--- Your task ---
Gather every line of the rows below that contains the string "instance", matching case exactly.

┌──

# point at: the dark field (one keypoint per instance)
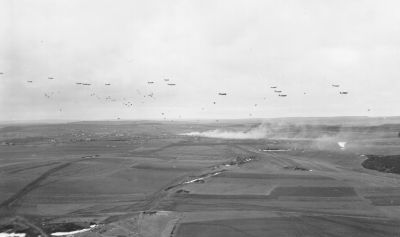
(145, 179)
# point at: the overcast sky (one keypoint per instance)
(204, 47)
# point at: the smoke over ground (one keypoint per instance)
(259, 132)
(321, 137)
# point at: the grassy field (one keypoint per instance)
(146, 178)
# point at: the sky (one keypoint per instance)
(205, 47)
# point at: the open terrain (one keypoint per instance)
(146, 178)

└──
┌──

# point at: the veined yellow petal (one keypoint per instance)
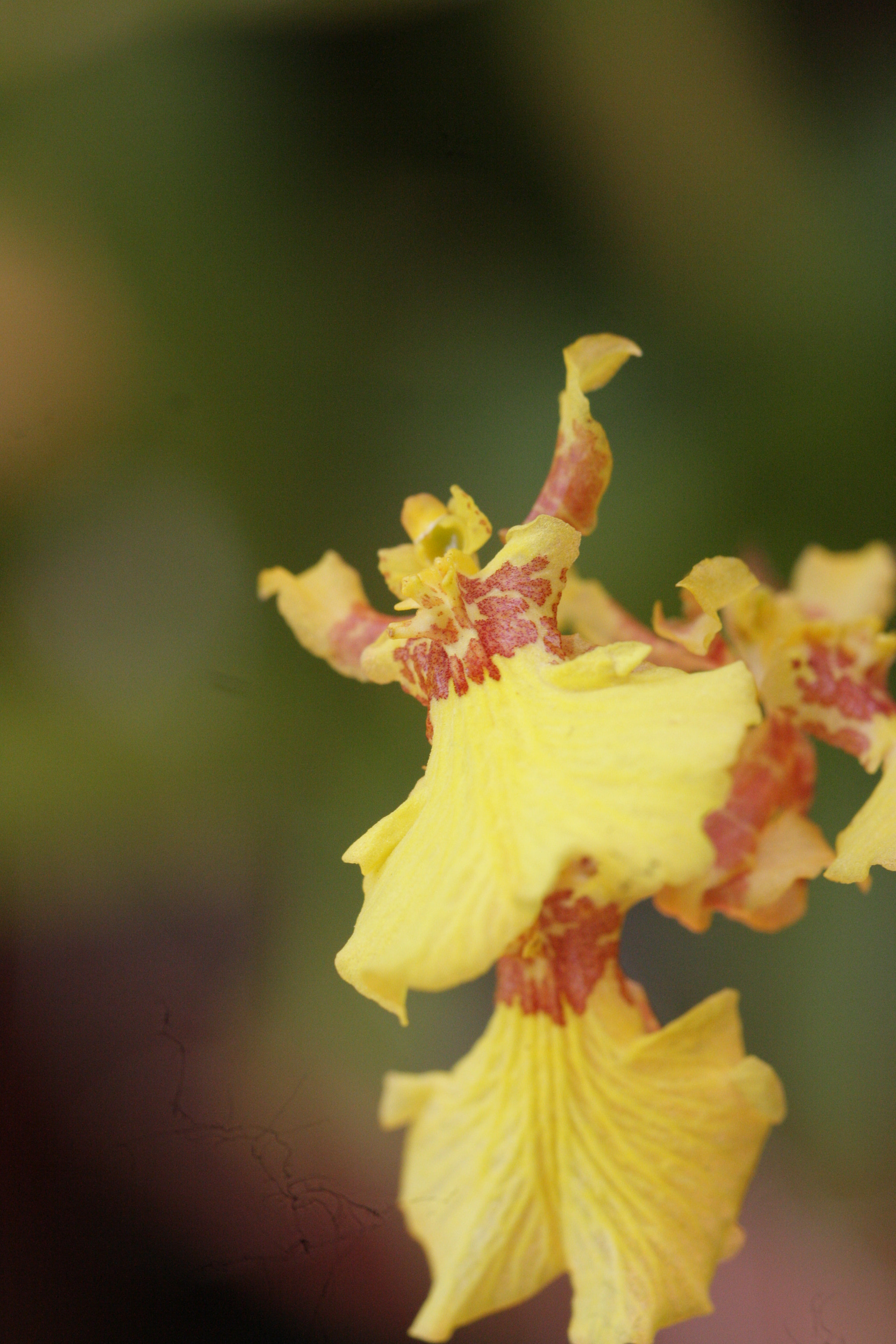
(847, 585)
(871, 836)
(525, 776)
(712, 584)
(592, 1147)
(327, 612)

└──

--- Task output ---
# point at: the dark field (one keypoint per instance)
# point at: the overcast sky (one keypoint per instance)
# point at: the smoke over ground (one keypoint per instance)
# point at: the grassy field (one keypoint per instance)
# point at: the sky (one keypoint per instance)
# point at: the open terrain (one keypoint per instance)
# point at: the veined yellow petal (one keypoint per instance)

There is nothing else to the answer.